* WRITTEN INSTRUCTION
Replace "one pin apiece" with "one marker apiece" in the lines of material between the line holding "of the satellite" and the line holding "<point>295,172</point>", inclusive. Write out only those lines, with everything else left as it is.
# RECORD EXCERPTS start
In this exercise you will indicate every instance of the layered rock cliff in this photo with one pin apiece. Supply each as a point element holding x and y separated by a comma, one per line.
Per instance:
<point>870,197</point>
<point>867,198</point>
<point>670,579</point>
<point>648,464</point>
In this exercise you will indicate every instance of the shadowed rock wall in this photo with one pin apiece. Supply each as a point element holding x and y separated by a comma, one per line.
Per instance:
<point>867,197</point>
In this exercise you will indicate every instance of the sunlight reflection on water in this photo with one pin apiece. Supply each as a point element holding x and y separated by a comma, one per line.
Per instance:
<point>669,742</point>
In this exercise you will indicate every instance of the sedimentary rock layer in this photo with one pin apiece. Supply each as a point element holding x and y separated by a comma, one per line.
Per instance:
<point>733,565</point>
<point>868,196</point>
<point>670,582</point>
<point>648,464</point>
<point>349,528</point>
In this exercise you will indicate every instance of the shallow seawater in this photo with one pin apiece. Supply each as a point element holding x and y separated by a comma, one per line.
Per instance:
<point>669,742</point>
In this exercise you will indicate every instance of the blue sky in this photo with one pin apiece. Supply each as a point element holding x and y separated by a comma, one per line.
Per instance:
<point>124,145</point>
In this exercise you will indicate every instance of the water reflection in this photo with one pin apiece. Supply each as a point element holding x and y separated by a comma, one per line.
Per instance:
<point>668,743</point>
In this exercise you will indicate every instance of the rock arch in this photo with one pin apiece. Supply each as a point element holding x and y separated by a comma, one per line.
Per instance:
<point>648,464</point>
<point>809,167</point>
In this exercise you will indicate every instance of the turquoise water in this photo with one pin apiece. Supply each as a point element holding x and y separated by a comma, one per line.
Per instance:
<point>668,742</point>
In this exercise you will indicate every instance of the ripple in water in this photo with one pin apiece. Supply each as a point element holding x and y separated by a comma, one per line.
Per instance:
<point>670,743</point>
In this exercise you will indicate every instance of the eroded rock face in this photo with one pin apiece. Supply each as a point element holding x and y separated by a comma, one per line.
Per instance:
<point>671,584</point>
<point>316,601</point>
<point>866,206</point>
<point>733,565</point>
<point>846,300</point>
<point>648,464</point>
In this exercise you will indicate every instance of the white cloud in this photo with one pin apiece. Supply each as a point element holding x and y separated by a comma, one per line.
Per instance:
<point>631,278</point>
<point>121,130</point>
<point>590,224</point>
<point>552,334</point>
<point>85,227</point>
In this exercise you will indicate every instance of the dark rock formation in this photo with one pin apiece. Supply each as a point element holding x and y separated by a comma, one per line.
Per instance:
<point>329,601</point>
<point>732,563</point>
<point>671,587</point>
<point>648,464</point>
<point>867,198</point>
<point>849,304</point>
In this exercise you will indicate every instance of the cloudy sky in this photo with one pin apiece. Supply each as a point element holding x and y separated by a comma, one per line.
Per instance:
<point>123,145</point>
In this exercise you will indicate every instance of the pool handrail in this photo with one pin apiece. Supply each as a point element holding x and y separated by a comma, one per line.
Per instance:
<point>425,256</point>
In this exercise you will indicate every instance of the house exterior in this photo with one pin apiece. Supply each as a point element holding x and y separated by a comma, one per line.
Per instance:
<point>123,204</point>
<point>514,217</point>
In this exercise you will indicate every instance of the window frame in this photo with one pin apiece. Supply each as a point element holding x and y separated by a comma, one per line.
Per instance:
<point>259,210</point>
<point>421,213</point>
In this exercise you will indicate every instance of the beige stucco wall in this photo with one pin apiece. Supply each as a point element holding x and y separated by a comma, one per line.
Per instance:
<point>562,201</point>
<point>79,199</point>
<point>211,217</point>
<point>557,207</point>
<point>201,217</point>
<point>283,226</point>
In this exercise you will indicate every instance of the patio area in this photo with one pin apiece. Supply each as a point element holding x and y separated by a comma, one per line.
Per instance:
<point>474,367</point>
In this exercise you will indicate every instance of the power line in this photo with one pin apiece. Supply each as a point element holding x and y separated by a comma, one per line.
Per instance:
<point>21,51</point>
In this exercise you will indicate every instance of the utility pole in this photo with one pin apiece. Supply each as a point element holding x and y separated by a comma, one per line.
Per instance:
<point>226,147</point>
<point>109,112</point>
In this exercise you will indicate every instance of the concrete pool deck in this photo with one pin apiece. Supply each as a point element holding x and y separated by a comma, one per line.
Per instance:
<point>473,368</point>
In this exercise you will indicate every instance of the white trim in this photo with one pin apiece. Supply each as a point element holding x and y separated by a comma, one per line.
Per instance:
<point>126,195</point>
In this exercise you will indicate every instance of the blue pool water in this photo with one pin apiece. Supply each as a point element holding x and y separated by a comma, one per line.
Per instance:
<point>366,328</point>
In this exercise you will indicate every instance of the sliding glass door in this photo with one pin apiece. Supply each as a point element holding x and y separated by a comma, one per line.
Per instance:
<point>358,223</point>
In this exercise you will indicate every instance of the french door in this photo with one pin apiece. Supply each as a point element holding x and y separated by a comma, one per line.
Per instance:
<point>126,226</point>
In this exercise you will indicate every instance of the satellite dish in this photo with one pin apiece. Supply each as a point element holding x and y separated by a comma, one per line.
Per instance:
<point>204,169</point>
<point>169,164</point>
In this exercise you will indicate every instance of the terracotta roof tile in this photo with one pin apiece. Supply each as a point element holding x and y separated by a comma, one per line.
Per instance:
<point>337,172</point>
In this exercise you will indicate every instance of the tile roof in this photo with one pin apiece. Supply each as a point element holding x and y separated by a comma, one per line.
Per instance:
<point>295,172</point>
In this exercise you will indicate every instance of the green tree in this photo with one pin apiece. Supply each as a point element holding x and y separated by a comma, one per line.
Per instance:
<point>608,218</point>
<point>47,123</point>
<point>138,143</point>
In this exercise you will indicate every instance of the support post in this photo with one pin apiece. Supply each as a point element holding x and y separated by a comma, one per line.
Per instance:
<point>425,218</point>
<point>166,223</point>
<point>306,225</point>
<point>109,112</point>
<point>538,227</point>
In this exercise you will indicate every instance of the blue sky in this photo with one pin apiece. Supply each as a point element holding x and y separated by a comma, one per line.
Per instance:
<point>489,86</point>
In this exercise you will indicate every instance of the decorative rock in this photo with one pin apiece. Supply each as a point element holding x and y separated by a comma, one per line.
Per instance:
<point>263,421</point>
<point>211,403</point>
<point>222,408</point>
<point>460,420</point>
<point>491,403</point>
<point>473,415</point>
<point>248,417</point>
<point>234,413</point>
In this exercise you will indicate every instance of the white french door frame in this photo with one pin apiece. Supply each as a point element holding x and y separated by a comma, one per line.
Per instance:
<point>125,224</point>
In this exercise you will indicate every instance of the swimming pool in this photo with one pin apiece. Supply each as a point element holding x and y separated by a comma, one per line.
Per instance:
# RECORD EXCERPTS end
* TASK SOLUTION
In this exercise you will indicate every instance of the satellite dish in this photo with one marker apiece. Supply each as a point element holding x and y separated by a comma, one per line.
Per instance:
<point>204,169</point>
<point>169,164</point>
In this exercise you will indicate every instance of the terracotta roof tile in this photo with one marker apiece. Supply each as a point element holding x and y separated by a comma, one per line.
Per instance:
<point>337,172</point>
In this exercise you will indicate every instance of the tile roof in this photo with one marker apiece. Supply each as a point element holding x and y separated by a comma, one per line.
Per instance:
<point>295,172</point>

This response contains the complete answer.